• _What to produce_: Restate, word for word, each entry that follows, but skip its pictures.

• _Data shown_:
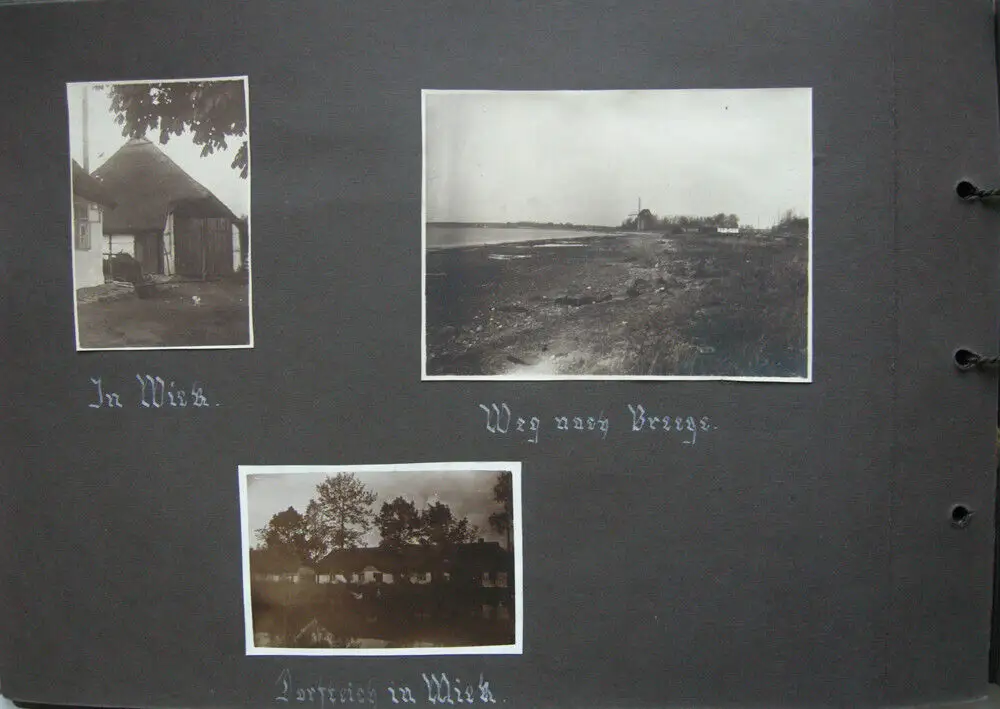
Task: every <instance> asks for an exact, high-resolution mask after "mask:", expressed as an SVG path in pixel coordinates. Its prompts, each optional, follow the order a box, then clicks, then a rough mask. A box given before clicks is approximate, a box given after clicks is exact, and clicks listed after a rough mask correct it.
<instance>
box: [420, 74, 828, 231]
mask: <svg viewBox="0 0 1000 709" xmlns="http://www.w3.org/2000/svg"><path fill="white" fill-rule="evenodd" d="M424 141H425V142H424V156H425V170H426V185H425V190H426V191H425V209H426V218H427V221H483V222H497V221H498V222H506V221H537V222H572V223H575V224H593V225H608V226H617V225H618V224H620V223H621V222H622V220H624V219H625V218H626V217H627V216H628V215H629V213H635V211H636V208H637V202H638V200H639V199H640V198H641V200H642V206H643V208H648V209H650V210H651V211H652V212H653V213H654V214H656V215H658V216H665V215H671V214H673V215H691V216H707V215H713V214H717V213H719V212H725V213H727V214H733V213H735V214H737V215H738V216H739V217H740V222H741V223H742V224H751V225H756V224H758V223H760V225H761V226H770V225H771V224H772V223H774V222H775V221H776V217H778V216H779V215H780V214H781V213H782V212H784V211H786V210H788V209H793V210H795V211H796V212H798V213H799V214H801V215H803V216H809V215H810V214H811V194H812V92H811V90H810V89H808V88H802V89H733V90H729V89H712V90H707V89H706V90H655V91H566V92H561V91H483V92H461V91H460V92H451V91H442V92H438V91H428V92H425V94H424Z"/></svg>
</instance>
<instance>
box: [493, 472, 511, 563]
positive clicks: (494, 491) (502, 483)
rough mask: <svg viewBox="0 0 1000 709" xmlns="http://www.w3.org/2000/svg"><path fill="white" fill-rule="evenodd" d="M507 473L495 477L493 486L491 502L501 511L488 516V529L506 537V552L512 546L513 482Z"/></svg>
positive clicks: (503, 473) (510, 474)
mask: <svg viewBox="0 0 1000 709" xmlns="http://www.w3.org/2000/svg"><path fill="white" fill-rule="evenodd" d="M513 477H514V476H513V475H512V474H511V473H510V472H509V471H504V472H501V473H499V474H498V475H497V483H496V485H494V486H493V500H494V501H495V502H497V503H499V504H500V505H501V506H502V508H503V509H502V511H500V512H494V513H493V514H491V515H490V527H492V528H493V530H494V531H495V532H497V533H498V534H503V535H506V537H507V550H508V551H509V550H510V549H511V548H512V546H513V543H512V542H513V536H512V534H513V528H514V522H513V520H514V481H513Z"/></svg>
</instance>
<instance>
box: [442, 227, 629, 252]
mask: <svg viewBox="0 0 1000 709" xmlns="http://www.w3.org/2000/svg"><path fill="white" fill-rule="evenodd" d="M443 228H445V229H454V228H456V227H443ZM458 228H461V227H458ZM466 228H468V229H470V230H478V229H484V228H486V227H476V226H470V227H466ZM515 228H516V227H515ZM523 230H524V231H532V232H536V233H534V234H531V235H530V237H529V238H522V239H512V238H510V236H513V235H512V234H505V235H502V236H501V235H497V239H496V240H492V239H486V240H477V241H473V242H468V243H454V244H447V243H446V244H433V243H426V244H425V248H426V250H427V251H442V250H445V251H450V250H452V249H478V248H484V247H497V246H508V247H510V246H512V247H515V248H518V247H520V248H535V247H538V246H543V245H545V244H547V243H549V242H561V241H572V240H573V239H592V238H594V237H601V236H613V235H615V234H620V233H622V232H619V231H615V232H594V231H589V230H576V229H548V228H545V229H541V228H535V227H530V228H528V227H526V228H524V229H523ZM504 231H507V229H504ZM554 231H559V232H563V233H561V234H558V235H557V234H553V233H552V232H554Z"/></svg>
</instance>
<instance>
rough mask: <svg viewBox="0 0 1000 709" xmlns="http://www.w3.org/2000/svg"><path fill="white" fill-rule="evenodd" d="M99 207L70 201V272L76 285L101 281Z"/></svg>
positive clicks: (101, 212) (102, 215)
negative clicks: (71, 220) (70, 237)
mask: <svg viewBox="0 0 1000 709" xmlns="http://www.w3.org/2000/svg"><path fill="white" fill-rule="evenodd" d="M102 224H103V215H102V212H101V208H100V207H99V206H98V205H96V204H93V203H92V202H87V201H86V200H82V199H79V198H76V199H74V200H73V275H74V277H75V280H76V287H77V288H90V287H93V286H99V285H101V284H103V283H104V253H103V249H104V231H103V229H102Z"/></svg>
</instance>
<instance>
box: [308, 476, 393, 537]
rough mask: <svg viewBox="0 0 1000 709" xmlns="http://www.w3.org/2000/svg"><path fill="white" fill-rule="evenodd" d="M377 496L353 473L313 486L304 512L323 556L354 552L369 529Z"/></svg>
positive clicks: (328, 478)
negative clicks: (344, 549)
mask: <svg viewBox="0 0 1000 709" xmlns="http://www.w3.org/2000/svg"><path fill="white" fill-rule="evenodd" d="M377 498H378V496H377V495H376V494H375V493H374V492H372V491H371V490H369V489H368V488H367V487H366V486H365V484H364V483H362V482H361V481H360V480H358V479H357V477H355V476H354V474H353V473H337V474H336V475H331V476H328V477H327V479H326V480H324V481H323V482H321V483H320V484H319V485H317V486H316V497H314V498H313V499H312V500H310V501H309V506H308V507H307V508H306V515H305V517H306V519H305V525H306V529H307V530H308V534H309V535H310V537H311V538H312V539H314V540H316V542H317V543H318V544H321V545H322V547H323V549H324V553H329V552H330V551H333V550H335V549H355V548H357V547H359V546H360V542H361V540H362V538H363V537H364V536H365V535H366V534H367V533H368V532H369V530H371V528H372V510H371V508H372V505H373V504H375V500H376V499H377Z"/></svg>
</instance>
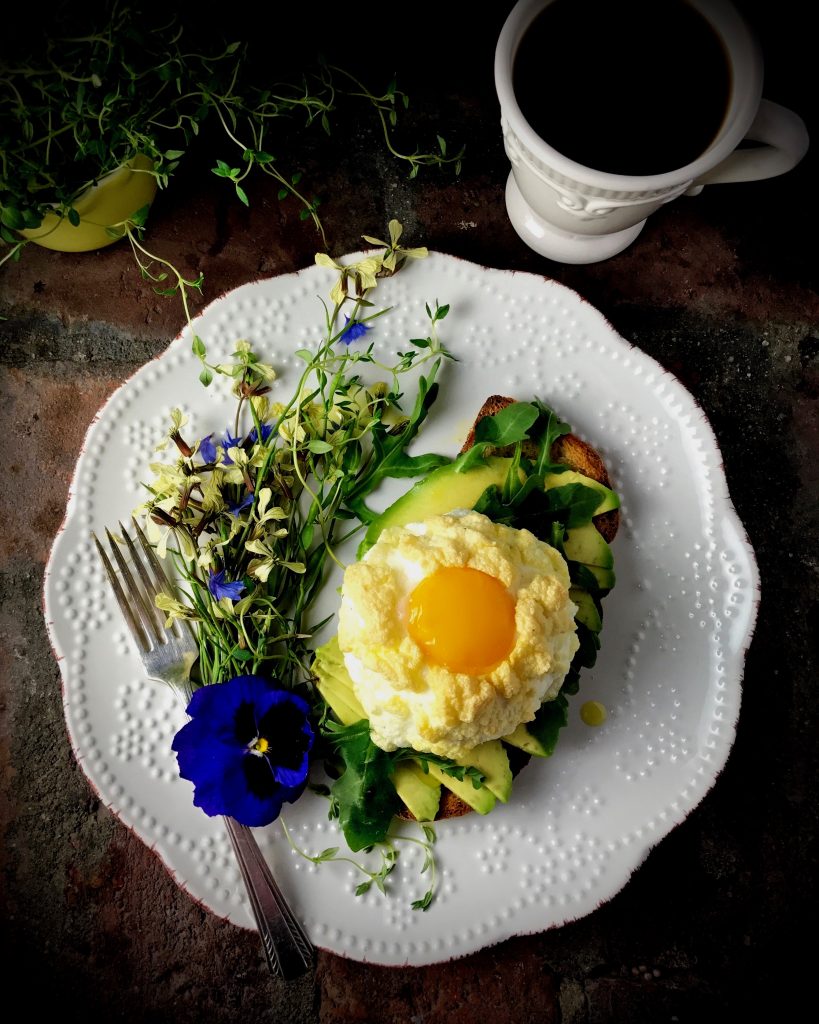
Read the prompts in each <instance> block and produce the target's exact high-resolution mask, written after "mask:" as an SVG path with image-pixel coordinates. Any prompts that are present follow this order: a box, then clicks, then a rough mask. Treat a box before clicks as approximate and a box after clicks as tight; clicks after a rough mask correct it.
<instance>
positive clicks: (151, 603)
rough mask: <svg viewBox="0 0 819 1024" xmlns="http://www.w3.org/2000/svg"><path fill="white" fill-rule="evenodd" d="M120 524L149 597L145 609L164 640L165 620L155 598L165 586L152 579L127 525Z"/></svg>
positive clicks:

• _Answer to this problem_:
Task: every <instance> asks for an exact, high-resolution mask after "mask:", expressed as an SVG path in pixel coordinates. Its prompts, each optional, follow the order a box, then clicks, then a rough mask. A box given before clicks is approximate, a box given after clicks is exact, and clicks listed after a rough mask correct it.
<instance>
box: [420, 74, 828, 231]
mask: <svg viewBox="0 0 1000 709" xmlns="http://www.w3.org/2000/svg"><path fill="white" fill-rule="evenodd" d="M424 141H425V142H424V156H425V170H426V185H425V190H426V191H425V209H426V218H427V221H483V222H497V221H498V222H506V221H537V222H572V223H575V224H593V225H608V226H617V225H618V224H620V223H621V222H622V220H624V219H625V218H626V217H627V216H628V215H629V213H635V211H636V208H637V202H638V200H639V199H640V198H641V200H642V206H643V208H648V209H650V210H651V211H652V212H653V213H654V214H656V215H658V216H665V215H671V214H673V215H691V216H707V215H713V214H717V213H719V212H725V213H727V214H733V213H735V214H737V215H738V216H739V217H740V222H741V223H742V224H751V225H756V224H758V223H760V225H761V226H770V225H771V224H772V223H774V222H775V221H776V217H778V216H779V215H780V214H781V213H782V212H784V211H786V210H788V209H793V210H795V211H796V212H798V213H799V214H801V215H803V216H809V215H810V214H811V194H812V92H811V90H810V89H808V88H802V89H733V90H729V89H712V90H707V89H706V90H655V91H566V92H561V91H483V92H461V91H460V92H451V91H442V92H438V91H428V92H425V94H424Z"/></svg>
</instance>
<instance>
box: [493, 472, 511, 563]
positive clicks: (494, 491) (502, 483)
rough mask: <svg viewBox="0 0 1000 709" xmlns="http://www.w3.org/2000/svg"><path fill="white" fill-rule="evenodd" d="M507 473L495 477L493 486L491 502L501 511L488 516V529L506 537V552L512 546L513 482Z"/></svg>
positive clicks: (503, 473) (510, 474)
mask: <svg viewBox="0 0 1000 709" xmlns="http://www.w3.org/2000/svg"><path fill="white" fill-rule="evenodd" d="M513 477H514V476H513V475H512V474H511V473H510V472H509V471H504V472H501V473H499V474H498V475H497V483H496V485H494V486H493V500H494V501H495V502H497V503H499V504H500V505H501V506H502V508H503V509H502V511H500V512H494V513H493V514H491V515H490V527H492V528H493V530H494V531H495V532H497V533H498V534H503V535H506V537H507V550H508V551H509V550H510V549H511V548H512V546H513V543H512V542H513V536H512V534H513V528H514V522H513V520H514V481H513Z"/></svg>
</instance>
<instance>
box: [442, 227, 629, 252]
mask: <svg viewBox="0 0 1000 709" xmlns="http://www.w3.org/2000/svg"><path fill="white" fill-rule="evenodd" d="M443 228H445V229H454V228H456V227H443ZM458 228H461V227H458ZM466 228H468V229H470V230H478V229H484V228H486V227H476V226H470V227H466ZM515 228H516V227H515ZM523 230H524V231H532V232H536V233H534V234H531V235H530V237H529V238H522V239H512V238H510V236H513V235H512V234H505V235H502V236H501V235H497V239H496V240H492V239H486V240H477V241H473V242H468V243H454V244H447V243H446V244H433V243H426V244H425V248H426V250H427V251H442V250H445V251H450V250H452V249H478V248H484V247H497V246H508V247H510V246H512V247H515V248H518V247H520V248H535V247H538V246H543V245H545V244H547V243H549V242H561V241H572V240H573V239H592V238H594V237H601V236H613V235H615V234H620V233H622V232H619V231H615V232H594V231H589V230H576V229H548V228H545V229H541V228H535V227H530V228H528V227H526V228H524V229H523ZM504 231H507V229H504ZM554 231H559V232H563V233H561V234H558V235H557V234H553V233H552V232H554Z"/></svg>
</instance>
<instance>
rough mask: <svg viewBox="0 0 1000 709" xmlns="http://www.w3.org/2000/svg"><path fill="white" fill-rule="evenodd" d="M99 207L70 201V272L76 285L101 281Z"/></svg>
positive clicks: (101, 212) (102, 215)
negative clicks: (71, 220) (70, 237)
mask: <svg viewBox="0 0 1000 709" xmlns="http://www.w3.org/2000/svg"><path fill="white" fill-rule="evenodd" d="M102 224H103V215H102V212H101V208H100V207H99V206H98V205H96V204H93V203H92V202H87V201H86V200H82V199H79V198H76V199H74V200H73V275H74V277H75V280H76V287H77V288H90V287H93V286H99V285H101V284H103V283H104V253H103V249H104V231H103V229H102Z"/></svg>
</instance>
<instance>
box: [308, 476, 393, 537]
rough mask: <svg viewBox="0 0 1000 709" xmlns="http://www.w3.org/2000/svg"><path fill="white" fill-rule="evenodd" d="M377 496L353 473L313 486L304 512L323 556L354 552L369 529Z"/></svg>
positive clicks: (328, 478)
negative clicks: (344, 549)
mask: <svg viewBox="0 0 1000 709" xmlns="http://www.w3.org/2000/svg"><path fill="white" fill-rule="evenodd" d="M377 498H378V496H377V495H376V494H375V493H374V492H372V491H371V490H369V489H368V488H367V487H366V486H365V484H364V483H362V482H361V481H360V480H358V479H357V477H355V476H354V474H353V473H337V474H336V475H331V476H328V477H327V479H326V480H324V481H323V482H321V483H320V484H319V485H317V486H316V497H314V498H313V499H312V500H310V501H309V506H308V507H307V508H306V515H305V517H306V519H305V525H306V529H307V530H308V534H309V535H310V537H311V538H312V539H314V540H316V542H317V543H318V544H321V545H322V547H323V549H324V553H329V552H330V551H333V550H335V549H355V548H357V547H359V546H360V542H361V540H362V538H363V537H364V536H365V535H366V534H367V533H368V532H369V530H371V528H372V510H371V508H372V505H373V504H375V500H376V499H377Z"/></svg>
</instance>
Read the prompts in each <instance> block and produce the target's exact high-resolution mask, written after "mask:" as an SVG path with image-pixel coordinates. Any prompts that are present follow this order: a box, then clicks, then a rough mask. Treat a box before clicks as approximate and a box after clicks as tight; clicks after a rough mask correct it.
<instance>
positive clicks: (151, 603)
rough mask: <svg viewBox="0 0 819 1024" xmlns="http://www.w3.org/2000/svg"><path fill="white" fill-rule="evenodd" d="M120 524L149 597L145 609L164 640L165 620L155 598L165 586L152 579L127 525Z"/></svg>
positive clicks:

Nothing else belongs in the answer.